[DOCUMENT EXTRACT]:
━━━━━━━━━━━━━━━━━━━━

20 avr. 2017

The Code in a Dead Man’s Pocket That’s Stumped the FBI for Over 15 Years


From the moment police discovered Ricky McCormick’s body facedown in a cornfield outside of St. Louis, on a ribbon of land running between the Missouri and Mississippi rivers, they suspected foul play. McCormick had only been missing for three days, but his body was in an advanced state of decomposition, even considering the warm weather that June of 1999. Unable to identify him visually, police had to ID McCormick using his fingerprints—which had fallen off, along with the rest of the skin on his hands above the first knuckle.

The decay was so advanced, police theorized that the killer intentionally kept McCormick’s body in a high-temperature environment to promote decomposition in an attempt to cover up the cause of death. If that was the plan, it worked: After a difficult autopsy, the St. Charles County Medical Examiner's Office ultimately ruled McCormick’s cause of death "undetermined.”

━━━━━━━━━━━━━━━━━━━━

[SOURCE INFORMATION]:
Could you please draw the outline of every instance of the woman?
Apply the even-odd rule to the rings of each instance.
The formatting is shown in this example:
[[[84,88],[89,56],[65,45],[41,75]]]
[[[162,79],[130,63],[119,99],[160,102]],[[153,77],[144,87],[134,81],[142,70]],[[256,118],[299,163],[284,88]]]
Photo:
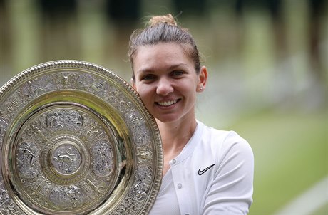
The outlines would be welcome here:
[[[195,118],[207,71],[195,43],[170,15],[153,16],[130,40],[132,85],[162,137],[163,182],[150,214],[246,214],[252,202],[253,154],[234,132]]]

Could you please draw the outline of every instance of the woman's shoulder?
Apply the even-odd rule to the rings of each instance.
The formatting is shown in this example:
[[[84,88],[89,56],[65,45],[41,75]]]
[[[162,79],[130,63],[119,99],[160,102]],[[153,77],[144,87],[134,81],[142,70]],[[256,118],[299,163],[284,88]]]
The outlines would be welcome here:
[[[220,148],[250,147],[248,142],[234,130],[222,130],[207,126],[198,122],[202,127],[203,141],[208,142],[211,147]]]

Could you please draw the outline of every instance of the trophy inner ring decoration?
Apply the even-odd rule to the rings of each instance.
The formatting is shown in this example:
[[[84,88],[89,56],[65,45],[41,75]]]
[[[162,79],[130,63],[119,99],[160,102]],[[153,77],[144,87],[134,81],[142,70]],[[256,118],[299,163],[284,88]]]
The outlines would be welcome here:
[[[145,214],[161,142],[130,86],[106,68],[57,61],[0,88],[0,214]]]

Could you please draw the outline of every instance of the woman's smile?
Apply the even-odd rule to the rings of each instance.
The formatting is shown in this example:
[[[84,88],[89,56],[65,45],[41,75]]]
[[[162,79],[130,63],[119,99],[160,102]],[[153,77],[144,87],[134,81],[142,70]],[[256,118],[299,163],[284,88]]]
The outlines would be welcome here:
[[[140,46],[133,68],[133,86],[156,119],[193,119],[200,80],[182,46],[173,43]]]

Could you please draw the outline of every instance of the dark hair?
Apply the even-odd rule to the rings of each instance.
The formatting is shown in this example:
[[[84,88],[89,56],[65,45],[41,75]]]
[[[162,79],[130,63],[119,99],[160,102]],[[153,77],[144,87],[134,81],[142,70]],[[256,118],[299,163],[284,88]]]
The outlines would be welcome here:
[[[135,80],[133,71],[133,55],[140,46],[155,45],[159,43],[175,43],[185,49],[185,53],[193,61],[195,70],[200,70],[200,58],[196,43],[185,28],[178,26],[171,14],[151,17],[144,29],[135,30],[130,38],[128,57],[132,67],[132,78]]]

━━━━━━━━━━━━━━━━━━━━

[PARTS OF THE EXERCISE]:
a – List every place name in the article about Ricky McCormick's death.
b – Write a continuation of the article about Ricky McCormick's death that picks up after its final sentence.

[EXPECTED RESULTS]:
a – St. Louis, the Missouri River, the Mississippi River, St. Charles County

b –
The police found something else strange that day. In his pants pocket, McCormick was carrying two pieces of paper, each covered in several scrawled paragraphs. Some of the paragraphs were outlined in bubbles, almost like speech balloons, while others seemed laid out in the style of a formal letter, with an introduction line, a body of text, and a signature, or possibly even an address with a ZIP code at the end. The police couldn’t make heads or tails of it.